▶ **Work to complete**:
In the text on Arendt and social distancing, who does the quoted passage from The Origins of Totalitarianism name as the ideal subject of totalitarian rule?

▶ **Excerpted passage**:
Skip to content

Arendt on Being in Public and Social Distancing

Is “social distancing” a step on the road to tyranny? Arendt captures the concern of many that forced isolation and empty public spaces during the current shelter-in-place orders that most U.S. state governors have issued serves tyranny when she writes in The Origins of Totalitarianism:

It has frequently been observed that terror can rule absolutely only over men who are isolated against each other and that, therefore, one of the primary concerns of all tyrannical governments is to bring this isolation about. (474)

Isolation seems to make tyranny possible because it allows governments to replace the shared understanding that citizens can achieve by judging a world that appears in common to all with an ideology that fits the ends of the tyrant.

Arendt explains:

Just as terror, even in its pre-total, merely tyrannical form ruins all relationships between men, so the self-compulsion of ideological thinking ruins all relationships with reality. The preparation has succeeded when people have lost contact with their fellow men as well as with the reality around them; for together with these contacts, men lose the capacity of both experience and thought. The ideal subject of totalitarian rule is not the convinced Nazi or the convinced Communist, but people for whom the distinction between fact and fiction (i.e., the reality of experience) and the distinction between true and false (i.e., the standards of thought) no longer exist. (474)

Arendt argues in The Life of the Mind that the end of metaphysics–of the idea that a world beyond this one can be accessed, or that any access to it can be judged by one who has can stand outside this world (or that we could have access to such a judge)–requires things to appear and beings to whom the world can appear, “guarantee[ing] their reality” (19). Or as she writes in The Human Condition, “For us, appearance–something that is being seen and heard by others as well as ourselves–constitutes reality.”

Not just our world but who we are depends on being able to appear to others. In The Human Condition, Arendt speaks of the need of a human being to “communicate himself and not merely something” in order to affirm their individual distinctness (176). “Action needs for its full appearance the shining brightness we once called glory, and which is possible only in the public realm” (180). Arendt insists that action that discloses us occurs in a public realm so that it might not just be an achievement that accrues to the social character of a person, foreshadowing the development of the neoliberal subject whose actions become achievements–badges that make one worth associating with or investing in. (One reason that so many are undone by this current moment is that they have been habituated to think of themselves as what they are rather than who they are.) With the loss of a world beyond this world, the only way to assure ourselves and one another of our shared reality–of who we are and of our world together–is to bring it into the public realm so that it might be seen and judged by others.

The problem of private life is that our private lives and private attachments allow us to have opinions and positions because of our investments in those to whom we are partial. This is why it is difficult to believe your mother when she tells you that you are beautiful or handsome–of course she thinks that, she’s your mother. If you want to know the truth, you have to ask someone who is disinterested. If you make a public statement as an activist or at work, if you perform in some way, it is hard for you to know how it went because you were doing it. But it is also hard to trust those who you know love and care about you. You need to find someone who is not interested in making you feel good.

▶ **Material**:
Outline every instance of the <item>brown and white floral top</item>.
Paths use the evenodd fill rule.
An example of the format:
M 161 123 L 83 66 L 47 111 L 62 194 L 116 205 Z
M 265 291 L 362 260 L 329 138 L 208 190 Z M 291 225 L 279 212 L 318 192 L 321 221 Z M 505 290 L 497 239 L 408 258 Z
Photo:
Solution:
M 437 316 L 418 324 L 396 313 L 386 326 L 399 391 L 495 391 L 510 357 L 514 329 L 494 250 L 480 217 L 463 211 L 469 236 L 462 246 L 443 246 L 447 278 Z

▶ **Solution**:
People for whom the distinction between fact and fiction and the distinction between true and false no longer exist.